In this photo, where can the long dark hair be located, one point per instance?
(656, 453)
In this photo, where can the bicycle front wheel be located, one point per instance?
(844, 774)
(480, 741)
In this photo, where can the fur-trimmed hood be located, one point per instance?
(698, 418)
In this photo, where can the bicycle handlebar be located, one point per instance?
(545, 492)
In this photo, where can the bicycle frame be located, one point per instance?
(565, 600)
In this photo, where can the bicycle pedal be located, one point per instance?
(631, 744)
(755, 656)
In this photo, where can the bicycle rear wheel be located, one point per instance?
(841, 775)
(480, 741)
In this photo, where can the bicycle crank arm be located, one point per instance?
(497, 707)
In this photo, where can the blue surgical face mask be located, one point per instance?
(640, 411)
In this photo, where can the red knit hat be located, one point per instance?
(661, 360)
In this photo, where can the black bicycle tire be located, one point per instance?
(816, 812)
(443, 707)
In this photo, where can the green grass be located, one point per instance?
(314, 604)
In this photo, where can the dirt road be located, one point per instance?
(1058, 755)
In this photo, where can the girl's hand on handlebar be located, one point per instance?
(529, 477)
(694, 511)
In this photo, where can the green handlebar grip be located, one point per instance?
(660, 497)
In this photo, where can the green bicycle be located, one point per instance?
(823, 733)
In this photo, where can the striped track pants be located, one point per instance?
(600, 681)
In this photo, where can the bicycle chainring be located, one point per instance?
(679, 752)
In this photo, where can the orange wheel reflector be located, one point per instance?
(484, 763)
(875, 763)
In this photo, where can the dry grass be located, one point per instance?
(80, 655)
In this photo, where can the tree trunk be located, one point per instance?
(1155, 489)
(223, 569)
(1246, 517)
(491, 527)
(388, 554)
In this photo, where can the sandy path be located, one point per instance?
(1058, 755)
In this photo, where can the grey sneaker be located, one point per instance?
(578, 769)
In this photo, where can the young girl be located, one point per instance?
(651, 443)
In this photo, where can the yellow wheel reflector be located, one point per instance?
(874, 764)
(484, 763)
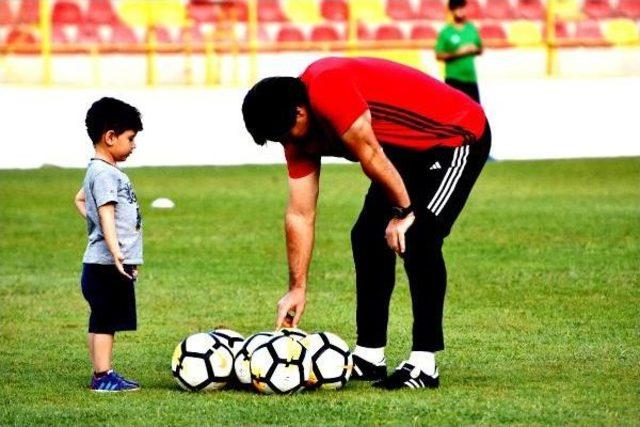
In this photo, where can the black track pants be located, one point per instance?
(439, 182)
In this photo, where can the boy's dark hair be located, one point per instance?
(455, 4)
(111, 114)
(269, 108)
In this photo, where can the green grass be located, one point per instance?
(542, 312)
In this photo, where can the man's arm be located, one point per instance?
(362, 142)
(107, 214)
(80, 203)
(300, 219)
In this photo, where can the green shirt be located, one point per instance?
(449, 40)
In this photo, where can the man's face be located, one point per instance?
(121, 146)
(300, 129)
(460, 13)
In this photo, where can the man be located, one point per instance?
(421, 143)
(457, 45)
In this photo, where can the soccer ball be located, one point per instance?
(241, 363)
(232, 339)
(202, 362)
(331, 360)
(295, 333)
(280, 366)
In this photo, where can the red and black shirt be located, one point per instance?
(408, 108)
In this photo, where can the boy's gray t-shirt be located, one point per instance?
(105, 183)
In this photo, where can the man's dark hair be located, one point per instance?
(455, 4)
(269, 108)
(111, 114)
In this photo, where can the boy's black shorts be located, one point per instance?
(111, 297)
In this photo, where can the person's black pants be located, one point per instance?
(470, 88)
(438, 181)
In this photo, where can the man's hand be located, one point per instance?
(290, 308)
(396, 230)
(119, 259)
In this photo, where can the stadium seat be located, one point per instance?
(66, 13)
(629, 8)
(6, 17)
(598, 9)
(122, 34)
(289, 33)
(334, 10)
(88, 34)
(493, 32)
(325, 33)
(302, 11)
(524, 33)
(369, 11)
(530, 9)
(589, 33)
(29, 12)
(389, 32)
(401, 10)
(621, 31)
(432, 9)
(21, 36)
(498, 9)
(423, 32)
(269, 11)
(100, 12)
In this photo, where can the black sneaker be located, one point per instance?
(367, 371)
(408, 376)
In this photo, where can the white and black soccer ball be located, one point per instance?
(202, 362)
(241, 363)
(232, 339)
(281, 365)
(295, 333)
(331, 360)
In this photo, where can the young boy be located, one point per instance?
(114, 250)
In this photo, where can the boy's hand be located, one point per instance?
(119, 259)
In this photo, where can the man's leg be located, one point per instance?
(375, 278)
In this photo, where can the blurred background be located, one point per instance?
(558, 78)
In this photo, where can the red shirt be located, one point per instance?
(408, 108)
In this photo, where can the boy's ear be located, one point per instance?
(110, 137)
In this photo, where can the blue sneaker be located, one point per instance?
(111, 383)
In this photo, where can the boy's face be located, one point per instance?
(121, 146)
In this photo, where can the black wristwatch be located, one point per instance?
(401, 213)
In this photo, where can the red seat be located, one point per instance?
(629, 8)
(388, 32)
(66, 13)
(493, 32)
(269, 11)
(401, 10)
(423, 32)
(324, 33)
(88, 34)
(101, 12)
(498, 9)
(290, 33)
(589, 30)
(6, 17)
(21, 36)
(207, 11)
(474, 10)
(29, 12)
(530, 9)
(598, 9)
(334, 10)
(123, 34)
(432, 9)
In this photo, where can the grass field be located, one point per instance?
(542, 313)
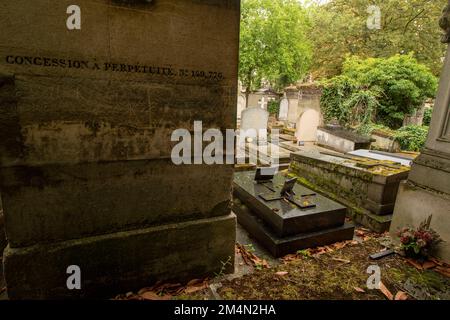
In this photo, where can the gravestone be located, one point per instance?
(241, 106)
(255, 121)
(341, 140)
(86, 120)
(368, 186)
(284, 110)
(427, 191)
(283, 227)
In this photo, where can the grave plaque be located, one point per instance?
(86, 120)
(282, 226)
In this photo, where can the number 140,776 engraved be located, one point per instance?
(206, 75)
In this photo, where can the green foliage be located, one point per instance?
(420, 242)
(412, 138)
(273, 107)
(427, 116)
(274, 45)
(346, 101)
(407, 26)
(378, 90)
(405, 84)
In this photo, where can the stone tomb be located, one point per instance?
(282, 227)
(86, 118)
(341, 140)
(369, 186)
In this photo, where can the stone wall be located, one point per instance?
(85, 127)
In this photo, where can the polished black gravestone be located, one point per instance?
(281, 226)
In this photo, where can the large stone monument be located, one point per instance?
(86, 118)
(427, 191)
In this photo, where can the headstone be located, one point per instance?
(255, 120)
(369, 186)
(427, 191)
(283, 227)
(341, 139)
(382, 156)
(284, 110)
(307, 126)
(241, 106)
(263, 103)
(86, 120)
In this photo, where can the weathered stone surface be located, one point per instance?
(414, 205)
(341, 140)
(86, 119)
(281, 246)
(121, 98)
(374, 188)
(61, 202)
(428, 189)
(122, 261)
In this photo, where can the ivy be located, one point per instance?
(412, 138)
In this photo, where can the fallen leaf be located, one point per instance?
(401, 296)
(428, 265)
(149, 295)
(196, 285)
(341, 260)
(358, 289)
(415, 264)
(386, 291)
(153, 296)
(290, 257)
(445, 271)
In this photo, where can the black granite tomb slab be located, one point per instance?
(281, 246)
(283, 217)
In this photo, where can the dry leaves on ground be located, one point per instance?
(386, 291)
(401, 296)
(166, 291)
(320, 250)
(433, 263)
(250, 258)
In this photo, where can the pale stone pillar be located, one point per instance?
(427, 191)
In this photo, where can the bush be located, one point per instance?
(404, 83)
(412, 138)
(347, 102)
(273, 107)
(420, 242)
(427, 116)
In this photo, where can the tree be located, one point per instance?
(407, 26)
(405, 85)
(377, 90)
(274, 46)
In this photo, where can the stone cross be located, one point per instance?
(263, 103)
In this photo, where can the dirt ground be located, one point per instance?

= = =

» Do this: Update every entry above by replacing "one point per instance" with "one point for each instance" and leaving everything else unchanged. Leave the pictures out of your answer.

» Reply:
In this photo, where can the long dark hair be located, one point for each instance?
(656, 453)
In this photo, where can the bicycle front wheel be located, one point for each instance?
(844, 774)
(480, 741)
In this photo, where can the fur-trimmed hood be located, one point for each instance?
(698, 418)
In this photo, where can the bicycle handlebar be located, one point for each instance?
(545, 492)
In this photo, where can the bicycle frame be located, one point for each instance?
(565, 600)
In this photo, where can the bicycle pedal be located, one point for each instance?
(631, 744)
(755, 656)
In this photo, where can the bicycle rear wheel be located, one point for each instance?
(841, 775)
(480, 741)
In this photo, where can the bicycle crank arm be located, one point for each instance?
(497, 707)
In this photo, where can the blue surgical face mask be located, one point for each instance?
(640, 411)
In this photo, where can the red knit hat be located, one point for each instance?
(661, 360)
In this photo, where can the black bicycle tire be located, one point for each instance?
(816, 812)
(443, 707)
In this photo, where can the green grass be located, one point for each instance?
(314, 604)
In this photo, where can the dirt road be located, one point for each instance?
(1058, 755)
In this photo, where can the girl's hand on handlebar be located, one point for each instance?
(529, 477)
(694, 511)
In this photo, where can the green handlebar grip be located, one point for each instance?
(660, 497)
In this photo, where can the green bicycle be located, one point for each instance?
(823, 733)
In this photo, where can the striped track pants be located, one point for each instance?
(600, 681)
In this photo, where can the bicycle chainring be located, one point for each instance?
(679, 752)
In this photo, where can the orange wheel reflector be located, one point for each instance?
(484, 763)
(875, 763)
In this photo, where can the dry grass be located, one point for each instance?
(80, 655)
In this photo, where can the tree trunk be located, one point for each instance?
(1155, 489)
(223, 569)
(1246, 517)
(491, 527)
(388, 554)
In this photo, where can the sandy path be located, one point for each instance?
(1058, 755)
In this photo, where can the grey sneaker be located, one point for each instance?
(578, 769)
In this photo, where can the young girl be located, one point for each instance?
(651, 443)
In this photo, where can the yellow wheel reflector be located, one point for each instance?
(874, 764)
(484, 763)
In this photo, where can the black track pants be located, one point for each instance?
(439, 182)
In this photo, where can the boy's dark hair be located, one point for each instance?
(455, 4)
(111, 114)
(269, 108)
In this photo, where can the green grass be located, one point for each instance?
(542, 312)
In this photo, where can the man's arm be located, one point for each instance?
(362, 142)
(107, 214)
(80, 203)
(300, 219)
In this photo, where can the green shirt be located, one point for each instance?
(449, 40)
In this photo, where can the man's face be located, one point for each instance?
(121, 146)
(300, 129)
(460, 13)
In this photo, where can the man be located, one point for each instance?
(421, 143)
(457, 45)
In this photo, where can the soccer ball be located, one point for each instance?
(241, 363)
(232, 339)
(202, 362)
(331, 360)
(295, 333)
(280, 366)
In this photo, where can the red and black shirt be located, one point for each instance?
(408, 108)
In this photo, where can the boy's gray t-shirt be located, one point for each instance?
(105, 183)
In this photo, where can the man's dark hair be located, one point for each instance?
(455, 4)
(269, 108)
(111, 114)
In this photo, where can the boy's black shorts be located, one point for each instance?
(111, 297)
In this photo, where can the person's black pants be located, one point for each instance?
(470, 88)
(438, 181)
In this photo, where can the man's hand be located, one point for each instance?
(290, 308)
(396, 230)
(119, 259)
In this photo, where can the stadium seat be located, one point for each instance?
(66, 13)
(629, 8)
(6, 17)
(598, 9)
(122, 34)
(289, 33)
(334, 10)
(88, 34)
(493, 32)
(325, 33)
(302, 11)
(524, 33)
(369, 11)
(530, 9)
(589, 33)
(29, 12)
(389, 32)
(401, 10)
(621, 31)
(432, 9)
(21, 36)
(498, 9)
(423, 32)
(269, 11)
(100, 12)
In this photo, where can the black sneaker be located, one point for each instance?
(367, 371)
(408, 376)
In this photo, where can the white and black soccer ball be located, one point for each instance?
(202, 362)
(241, 363)
(232, 339)
(281, 365)
(295, 333)
(331, 360)
In this photo, where can the young boy be located, one point for each instance?
(114, 250)
In this photo, where can the boy's hand be located, one point for each instance?
(119, 259)
In this photo, where can the man's leg be located, one point for each instance?
(375, 278)
In this photo, where can the blurred background be located, one point for each instance?
(558, 78)
In this photo, where can the red shirt be located, one point for each instance?
(408, 108)
In this photo, where can the boy's ear be located, one point for each instance?
(110, 137)
In this photo, where can the blue sneaker be located, one point for each instance?
(111, 383)
In this photo, where can the boy's face be located, one point for each instance?
(121, 146)
In this photo, where can the black wristwatch be located, one point for each instance?
(401, 213)
In this photo, where can the red seat be located, one point for each instance?
(629, 8)
(388, 32)
(66, 13)
(493, 32)
(269, 11)
(401, 10)
(423, 32)
(324, 33)
(88, 34)
(101, 12)
(498, 9)
(290, 33)
(589, 30)
(6, 17)
(21, 36)
(207, 11)
(474, 10)
(29, 12)
(530, 9)
(598, 9)
(334, 10)
(123, 34)
(432, 9)
In this photo, where can the grass field be located, one point for each instance?
(542, 313)
In this photo, where can the gravestone be located, one point for each instance?
(241, 106)
(255, 121)
(341, 140)
(86, 120)
(368, 186)
(284, 110)
(427, 191)
(283, 227)
In this photo, where can the grave plaque be located, one point for each instance?
(86, 120)
(282, 226)
In this photo, where can the number 140,776 engraved be located, one point for each instance?
(206, 75)
In this photo, where can the green foliage be located, one point for each instance?
(420, 242)
(412, 138)
(273, 107)
(427, 116)
(274, 45)
(346, 101)
(407, 26)
(378, 90)
(405, 84)
In this photo, where can the stone tomb be located, one point for each instance?
(282, 227)
(86, 118)
(341, 140)
(369, 186)
In this photo, where can the stone wall be located, one point for each instance?
(85, 127)
In this photo, where can the polished black gravestone be located, one point for each instance?
(281, 226)
In this photo, where can the large stone monument be located, one point for each instance?
(86, 118)
(427, 191)
In this photo, where can the headstone be located, one point for each instance?
(255, 120)
(369, 186)
(427, 191)
(283, 227)
(341, 139)
(382, 156)
(284, 110)
(307, 126)
(241, 106)
(263, 103)
(86, 120)
In this photo, where can the weathered stone surface be located, one point for each instance?
(414, 205)
(341, 140)
(86, 119)
(281, 246)
(121, 98)
(374, 188)
(61, 202)
(428, 189)
(122, 261)
In this photo, where can the ivy be located, one point for each instance?
(412, 138)
In this photo, where can the fallen leaf be located, one point for each instance?
(401, 296)
(428, 265)
(149, 295)
(196, 285)
(341, 260)
(358, 289)
(415, 264)
(386, 291)
(153, 296)
(290, 257)
(445, 271)
In this photo, where can the black granite tomb slab be located, one point for each instance?
(281, 246)
(283, 217)
In this photo, where can the dry leaves on ground be located, one point for each instance?
(386, 291)
(401, 296)
(166, 291)
(320, 250)
(433, 263)
(250, 258)
In this photo, where can the pale stone pillar be located, one point for each instance?
(427, 191)
In this photo, where can the bush be located, one point for each instance?
(404, 83)
(412, 138)
(347, 102)
(273, 107)
(420, 242)
(427, 116)
In this photo, where can the tree be located, one point for each instance?
(407, 26)
(405, 85)
(377, 90)
(274, 46)
In this photo, where can the stone cross be located, one point for each instance?
(263, 103)
In this photo, where can the dirt ground be located, one point for each instance?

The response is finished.